__GIVEN PASSAGE__
+---+

Nothing goes better together than a great film with a great violent, bloody, meaningful gun-play. A shootout, if filmed with skill, can be the most intense and dramatic few minutes in a movie, the dramatic and cinematic climax. And, while any competent director with a background in action can stage a decent bullet-ridden sequence, it takes visionaries to see the potential for the scenes and create classic moments of cinema.
Here are five shootout scenes that have stood the test of time.
SPOILERS BELOW (For those of you who don’t watch movies apparently…)
5. The Wild Bunch
Sam Peckinpah was a no-nonsense man’s man, and as such, he didn’t shy away from violence. On the contrary, he embraced it, revolutionizing the graphic manner in which it was represented on the screen, and influencing a generation of future filmmakers in the process (Quentin Tarantino’s Reservoir Dogs gets the second half of its title from Peckinpah’s Straw Dogs).

+---+

__RECORDS SHOWN__
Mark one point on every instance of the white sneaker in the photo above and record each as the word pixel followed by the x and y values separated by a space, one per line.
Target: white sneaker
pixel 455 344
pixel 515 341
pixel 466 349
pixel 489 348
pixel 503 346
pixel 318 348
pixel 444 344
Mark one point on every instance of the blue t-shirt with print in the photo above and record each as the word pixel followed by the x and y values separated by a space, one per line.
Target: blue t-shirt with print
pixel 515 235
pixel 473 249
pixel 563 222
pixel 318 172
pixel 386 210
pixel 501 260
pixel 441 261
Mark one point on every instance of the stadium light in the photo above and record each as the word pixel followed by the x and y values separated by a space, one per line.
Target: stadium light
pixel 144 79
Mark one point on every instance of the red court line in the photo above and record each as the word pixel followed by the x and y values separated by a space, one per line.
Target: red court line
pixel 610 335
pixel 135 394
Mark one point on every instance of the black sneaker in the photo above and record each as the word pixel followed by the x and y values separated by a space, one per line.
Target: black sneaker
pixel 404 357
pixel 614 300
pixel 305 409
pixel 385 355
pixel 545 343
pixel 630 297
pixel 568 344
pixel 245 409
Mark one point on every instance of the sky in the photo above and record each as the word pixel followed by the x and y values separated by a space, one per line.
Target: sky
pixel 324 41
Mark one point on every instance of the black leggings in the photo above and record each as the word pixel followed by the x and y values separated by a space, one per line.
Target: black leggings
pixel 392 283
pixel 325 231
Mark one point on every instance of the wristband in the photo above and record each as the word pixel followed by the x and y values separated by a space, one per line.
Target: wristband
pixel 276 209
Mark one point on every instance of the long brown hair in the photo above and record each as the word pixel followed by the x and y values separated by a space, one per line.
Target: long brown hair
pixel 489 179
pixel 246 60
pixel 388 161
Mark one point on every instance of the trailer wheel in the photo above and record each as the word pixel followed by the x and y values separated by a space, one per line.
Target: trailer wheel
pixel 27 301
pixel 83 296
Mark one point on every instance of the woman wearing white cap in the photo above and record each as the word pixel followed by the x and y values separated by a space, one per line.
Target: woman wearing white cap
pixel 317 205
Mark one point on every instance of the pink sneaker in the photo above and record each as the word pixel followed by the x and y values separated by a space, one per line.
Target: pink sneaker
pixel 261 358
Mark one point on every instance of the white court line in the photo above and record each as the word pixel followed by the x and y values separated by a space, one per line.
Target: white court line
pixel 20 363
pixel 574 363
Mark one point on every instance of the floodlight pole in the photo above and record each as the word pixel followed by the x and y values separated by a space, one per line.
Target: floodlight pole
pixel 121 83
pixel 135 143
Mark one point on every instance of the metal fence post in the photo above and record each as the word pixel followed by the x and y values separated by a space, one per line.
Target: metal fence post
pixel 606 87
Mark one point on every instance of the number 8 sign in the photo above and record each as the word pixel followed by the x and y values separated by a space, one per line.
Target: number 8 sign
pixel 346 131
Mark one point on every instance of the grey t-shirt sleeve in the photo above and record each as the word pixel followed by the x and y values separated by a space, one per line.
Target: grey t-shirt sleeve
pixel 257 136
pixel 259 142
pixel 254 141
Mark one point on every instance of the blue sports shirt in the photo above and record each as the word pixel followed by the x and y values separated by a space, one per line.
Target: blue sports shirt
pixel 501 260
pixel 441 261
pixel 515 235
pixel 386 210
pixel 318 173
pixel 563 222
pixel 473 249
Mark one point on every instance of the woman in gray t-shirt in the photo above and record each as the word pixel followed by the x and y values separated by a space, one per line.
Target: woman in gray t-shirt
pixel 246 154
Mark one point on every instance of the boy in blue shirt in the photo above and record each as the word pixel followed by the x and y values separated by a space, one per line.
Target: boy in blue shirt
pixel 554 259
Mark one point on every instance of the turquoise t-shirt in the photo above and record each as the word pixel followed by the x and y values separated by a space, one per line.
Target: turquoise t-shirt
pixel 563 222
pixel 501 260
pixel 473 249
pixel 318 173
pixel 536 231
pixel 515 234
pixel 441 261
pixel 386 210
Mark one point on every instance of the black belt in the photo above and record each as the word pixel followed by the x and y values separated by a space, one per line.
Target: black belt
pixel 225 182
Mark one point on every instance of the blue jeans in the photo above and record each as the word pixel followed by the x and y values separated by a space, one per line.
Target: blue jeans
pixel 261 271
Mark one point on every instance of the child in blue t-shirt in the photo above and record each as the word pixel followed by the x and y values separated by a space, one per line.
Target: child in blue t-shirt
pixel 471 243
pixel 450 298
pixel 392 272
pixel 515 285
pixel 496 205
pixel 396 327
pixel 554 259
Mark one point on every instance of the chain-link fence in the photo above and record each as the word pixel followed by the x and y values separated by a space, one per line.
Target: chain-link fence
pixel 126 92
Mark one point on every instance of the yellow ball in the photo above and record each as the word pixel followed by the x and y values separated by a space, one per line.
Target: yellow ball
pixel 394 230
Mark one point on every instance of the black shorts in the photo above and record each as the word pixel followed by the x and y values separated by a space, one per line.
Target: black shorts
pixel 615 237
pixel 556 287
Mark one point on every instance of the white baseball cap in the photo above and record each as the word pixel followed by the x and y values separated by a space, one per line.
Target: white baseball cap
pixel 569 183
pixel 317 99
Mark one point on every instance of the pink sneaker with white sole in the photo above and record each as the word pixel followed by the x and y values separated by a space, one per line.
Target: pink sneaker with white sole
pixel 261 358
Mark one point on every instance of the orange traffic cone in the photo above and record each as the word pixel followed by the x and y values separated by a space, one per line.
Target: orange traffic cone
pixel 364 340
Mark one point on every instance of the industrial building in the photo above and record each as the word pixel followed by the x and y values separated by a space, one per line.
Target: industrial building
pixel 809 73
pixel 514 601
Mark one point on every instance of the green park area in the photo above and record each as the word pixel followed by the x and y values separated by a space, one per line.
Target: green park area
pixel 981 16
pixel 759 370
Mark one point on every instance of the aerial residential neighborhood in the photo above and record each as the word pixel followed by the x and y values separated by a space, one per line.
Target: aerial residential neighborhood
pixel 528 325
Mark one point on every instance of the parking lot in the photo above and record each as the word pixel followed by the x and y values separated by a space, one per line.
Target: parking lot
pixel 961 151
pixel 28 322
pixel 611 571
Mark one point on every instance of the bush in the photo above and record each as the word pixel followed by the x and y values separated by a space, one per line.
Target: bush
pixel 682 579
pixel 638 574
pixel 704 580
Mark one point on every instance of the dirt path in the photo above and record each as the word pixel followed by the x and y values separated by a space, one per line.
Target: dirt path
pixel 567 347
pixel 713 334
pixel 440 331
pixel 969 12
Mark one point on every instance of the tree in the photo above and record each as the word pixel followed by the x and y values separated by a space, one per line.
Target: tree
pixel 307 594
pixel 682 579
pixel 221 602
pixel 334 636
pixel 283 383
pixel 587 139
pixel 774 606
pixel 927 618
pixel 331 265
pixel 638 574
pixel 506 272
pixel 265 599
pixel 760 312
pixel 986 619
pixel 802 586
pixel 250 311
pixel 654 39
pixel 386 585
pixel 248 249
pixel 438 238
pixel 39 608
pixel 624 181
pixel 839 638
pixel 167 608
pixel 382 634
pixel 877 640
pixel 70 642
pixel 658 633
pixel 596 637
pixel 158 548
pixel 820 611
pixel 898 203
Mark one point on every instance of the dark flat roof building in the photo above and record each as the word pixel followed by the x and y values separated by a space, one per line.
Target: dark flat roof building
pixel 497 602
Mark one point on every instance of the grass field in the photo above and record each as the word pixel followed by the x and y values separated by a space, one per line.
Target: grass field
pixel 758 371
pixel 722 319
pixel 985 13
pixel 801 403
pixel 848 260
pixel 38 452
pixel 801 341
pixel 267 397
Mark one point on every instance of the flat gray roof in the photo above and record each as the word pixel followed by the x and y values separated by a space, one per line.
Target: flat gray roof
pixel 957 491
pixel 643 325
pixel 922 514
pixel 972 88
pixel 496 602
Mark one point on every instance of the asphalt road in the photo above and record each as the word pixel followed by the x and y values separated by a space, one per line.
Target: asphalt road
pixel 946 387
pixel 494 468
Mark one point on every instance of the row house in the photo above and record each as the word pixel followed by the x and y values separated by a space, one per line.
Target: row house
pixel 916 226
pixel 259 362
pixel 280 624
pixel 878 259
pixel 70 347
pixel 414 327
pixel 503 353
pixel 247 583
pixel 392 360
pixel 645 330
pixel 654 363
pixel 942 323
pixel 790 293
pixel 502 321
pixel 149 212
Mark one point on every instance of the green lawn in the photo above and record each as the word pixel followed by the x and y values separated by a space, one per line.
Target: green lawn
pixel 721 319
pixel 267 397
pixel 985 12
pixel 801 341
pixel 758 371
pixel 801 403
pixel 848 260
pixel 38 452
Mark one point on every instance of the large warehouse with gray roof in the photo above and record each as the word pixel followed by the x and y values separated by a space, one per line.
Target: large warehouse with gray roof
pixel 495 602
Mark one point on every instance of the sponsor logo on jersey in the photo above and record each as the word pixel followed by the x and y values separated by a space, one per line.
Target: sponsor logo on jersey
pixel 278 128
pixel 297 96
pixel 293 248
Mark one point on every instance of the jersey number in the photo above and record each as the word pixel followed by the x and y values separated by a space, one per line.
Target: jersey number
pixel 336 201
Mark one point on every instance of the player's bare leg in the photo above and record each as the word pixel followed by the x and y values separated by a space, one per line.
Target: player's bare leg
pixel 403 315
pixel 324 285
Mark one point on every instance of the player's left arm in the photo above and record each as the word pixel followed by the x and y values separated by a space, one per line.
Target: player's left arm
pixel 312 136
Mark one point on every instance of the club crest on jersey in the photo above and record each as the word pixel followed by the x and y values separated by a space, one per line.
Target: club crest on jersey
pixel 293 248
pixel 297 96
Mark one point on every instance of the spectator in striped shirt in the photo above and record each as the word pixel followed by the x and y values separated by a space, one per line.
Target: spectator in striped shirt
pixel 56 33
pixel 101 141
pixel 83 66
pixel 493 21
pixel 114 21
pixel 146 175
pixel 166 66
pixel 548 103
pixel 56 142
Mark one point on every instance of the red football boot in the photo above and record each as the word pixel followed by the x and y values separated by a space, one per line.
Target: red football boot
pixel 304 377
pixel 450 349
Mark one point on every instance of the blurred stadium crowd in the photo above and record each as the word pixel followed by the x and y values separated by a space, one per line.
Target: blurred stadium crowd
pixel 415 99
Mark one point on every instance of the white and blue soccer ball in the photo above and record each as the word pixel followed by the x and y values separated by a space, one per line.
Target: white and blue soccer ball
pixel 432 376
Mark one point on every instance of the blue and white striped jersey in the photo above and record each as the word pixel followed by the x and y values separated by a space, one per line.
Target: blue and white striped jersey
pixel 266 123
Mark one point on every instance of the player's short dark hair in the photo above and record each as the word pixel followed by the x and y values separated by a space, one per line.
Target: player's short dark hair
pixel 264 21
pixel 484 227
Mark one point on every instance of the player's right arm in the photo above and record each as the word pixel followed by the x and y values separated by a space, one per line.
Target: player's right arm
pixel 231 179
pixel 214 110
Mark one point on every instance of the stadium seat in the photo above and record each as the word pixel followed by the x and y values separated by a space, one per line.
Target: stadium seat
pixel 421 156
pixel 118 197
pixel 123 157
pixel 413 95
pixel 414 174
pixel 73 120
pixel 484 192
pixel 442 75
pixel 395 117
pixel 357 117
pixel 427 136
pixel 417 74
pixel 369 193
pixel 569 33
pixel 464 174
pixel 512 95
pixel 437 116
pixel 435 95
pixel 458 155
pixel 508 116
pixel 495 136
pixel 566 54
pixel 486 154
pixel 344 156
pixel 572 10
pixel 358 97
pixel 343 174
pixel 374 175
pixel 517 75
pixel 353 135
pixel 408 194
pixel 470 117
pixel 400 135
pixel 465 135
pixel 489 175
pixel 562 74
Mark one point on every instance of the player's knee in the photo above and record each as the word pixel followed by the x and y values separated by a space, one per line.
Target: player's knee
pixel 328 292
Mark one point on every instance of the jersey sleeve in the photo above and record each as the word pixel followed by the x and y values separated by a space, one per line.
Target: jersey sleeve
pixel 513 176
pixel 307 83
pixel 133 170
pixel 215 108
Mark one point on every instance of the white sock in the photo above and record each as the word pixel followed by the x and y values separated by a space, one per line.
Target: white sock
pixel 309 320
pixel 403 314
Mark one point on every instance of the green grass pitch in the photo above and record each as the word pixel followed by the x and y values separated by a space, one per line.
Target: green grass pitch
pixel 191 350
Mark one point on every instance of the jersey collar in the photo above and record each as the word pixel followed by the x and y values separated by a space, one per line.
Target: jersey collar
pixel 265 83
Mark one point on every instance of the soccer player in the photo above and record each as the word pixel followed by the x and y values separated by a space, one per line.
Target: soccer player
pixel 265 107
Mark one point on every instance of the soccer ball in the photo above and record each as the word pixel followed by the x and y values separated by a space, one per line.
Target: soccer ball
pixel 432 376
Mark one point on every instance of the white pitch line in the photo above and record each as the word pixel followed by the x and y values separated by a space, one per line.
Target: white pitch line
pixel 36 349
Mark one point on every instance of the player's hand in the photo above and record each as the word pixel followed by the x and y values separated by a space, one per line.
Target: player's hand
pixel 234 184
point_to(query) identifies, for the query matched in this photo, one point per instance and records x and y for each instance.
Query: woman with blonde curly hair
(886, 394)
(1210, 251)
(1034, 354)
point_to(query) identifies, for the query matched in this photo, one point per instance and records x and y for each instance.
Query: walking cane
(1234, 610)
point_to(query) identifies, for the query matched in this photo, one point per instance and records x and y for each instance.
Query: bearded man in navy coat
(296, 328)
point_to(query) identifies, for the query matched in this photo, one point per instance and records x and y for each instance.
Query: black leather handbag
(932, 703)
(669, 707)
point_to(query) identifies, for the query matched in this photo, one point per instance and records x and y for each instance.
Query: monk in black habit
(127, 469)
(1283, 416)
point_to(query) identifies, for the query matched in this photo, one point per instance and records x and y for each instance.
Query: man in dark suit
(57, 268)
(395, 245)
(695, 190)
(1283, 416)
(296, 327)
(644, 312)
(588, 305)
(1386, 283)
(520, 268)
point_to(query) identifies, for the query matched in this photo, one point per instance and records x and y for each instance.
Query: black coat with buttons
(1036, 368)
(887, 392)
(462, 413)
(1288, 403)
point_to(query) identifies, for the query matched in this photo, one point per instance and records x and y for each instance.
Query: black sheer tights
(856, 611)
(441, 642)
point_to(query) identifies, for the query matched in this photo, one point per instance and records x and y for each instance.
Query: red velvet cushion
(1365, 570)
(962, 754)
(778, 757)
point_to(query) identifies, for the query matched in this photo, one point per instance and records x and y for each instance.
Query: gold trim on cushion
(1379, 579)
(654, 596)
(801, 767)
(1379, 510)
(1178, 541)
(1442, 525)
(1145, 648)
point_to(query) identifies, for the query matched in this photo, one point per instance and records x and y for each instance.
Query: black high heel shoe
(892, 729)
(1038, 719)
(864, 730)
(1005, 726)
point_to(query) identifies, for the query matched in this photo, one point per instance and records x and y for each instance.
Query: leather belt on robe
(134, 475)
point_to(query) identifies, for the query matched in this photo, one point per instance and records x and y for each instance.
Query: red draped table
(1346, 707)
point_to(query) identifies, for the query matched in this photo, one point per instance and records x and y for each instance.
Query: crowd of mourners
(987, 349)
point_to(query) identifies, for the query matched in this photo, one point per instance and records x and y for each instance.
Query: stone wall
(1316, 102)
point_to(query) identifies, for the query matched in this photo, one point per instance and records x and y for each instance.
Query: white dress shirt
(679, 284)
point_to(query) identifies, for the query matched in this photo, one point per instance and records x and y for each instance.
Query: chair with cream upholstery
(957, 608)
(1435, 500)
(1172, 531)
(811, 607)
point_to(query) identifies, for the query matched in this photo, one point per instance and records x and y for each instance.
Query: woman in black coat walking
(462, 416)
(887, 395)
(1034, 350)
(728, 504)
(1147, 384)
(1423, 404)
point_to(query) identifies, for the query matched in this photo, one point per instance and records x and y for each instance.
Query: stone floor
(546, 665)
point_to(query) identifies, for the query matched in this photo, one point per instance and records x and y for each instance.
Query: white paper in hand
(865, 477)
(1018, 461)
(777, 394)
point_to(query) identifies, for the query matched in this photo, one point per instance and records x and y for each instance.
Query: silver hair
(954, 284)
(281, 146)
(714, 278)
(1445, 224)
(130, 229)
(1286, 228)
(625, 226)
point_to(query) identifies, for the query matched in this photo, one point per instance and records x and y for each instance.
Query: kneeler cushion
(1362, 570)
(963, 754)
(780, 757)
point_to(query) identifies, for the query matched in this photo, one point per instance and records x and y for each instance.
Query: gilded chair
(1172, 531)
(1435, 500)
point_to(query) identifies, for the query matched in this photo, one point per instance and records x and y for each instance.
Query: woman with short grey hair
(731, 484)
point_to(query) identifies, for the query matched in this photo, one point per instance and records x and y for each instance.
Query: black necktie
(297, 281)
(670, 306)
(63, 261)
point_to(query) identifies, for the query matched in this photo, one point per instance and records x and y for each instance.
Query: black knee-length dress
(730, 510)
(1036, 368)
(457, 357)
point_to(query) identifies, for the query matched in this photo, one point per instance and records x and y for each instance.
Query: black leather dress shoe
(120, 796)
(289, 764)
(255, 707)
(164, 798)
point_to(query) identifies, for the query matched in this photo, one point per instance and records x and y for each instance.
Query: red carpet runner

+---+

__DIRECTION A__
Decide whether each statement below agrees with the shootout passage, answering yes or no and quoting the deciding words of the passage: (i) The passage presents five shootout scenes. (ii) Sam Peckinpah avoided violence in his work. (iii) Reservoir Dogs takes the second half of its title from Straw Dogs.
__DIRECTION B__
Reproduce everything in the shootout passage from "Nothing goes better" down to "watch movies apparently…)".

__ANSWER A__
(i) Yes: "Here are five shootout scenes that have stood the test of time."
(ii) No: "he didn’t shy away from violence."
(iii) Yes: "Quentin Tarantino’s Reservoir Dogs gets the second half of its title from Peckinpah’s Straw Dogs"

__ANSWER B__
Nothing goes better together than a great film with a great violent, bloody, meaningful gun-play. A shootout, if filmed with skill, can be the most intense and dramatic few minutes in a movie, the dramatic and cinematic climax. And, while any competent director with a background in action can stage a decent bullet-ridden sequence, it takes visionaries to see the potential for the scenes and create classic moments of cinema.
Here are five shootout scenes that have stood the test of time.
SPOILERS BELOW (For those of you who don’t watch movies apparently…)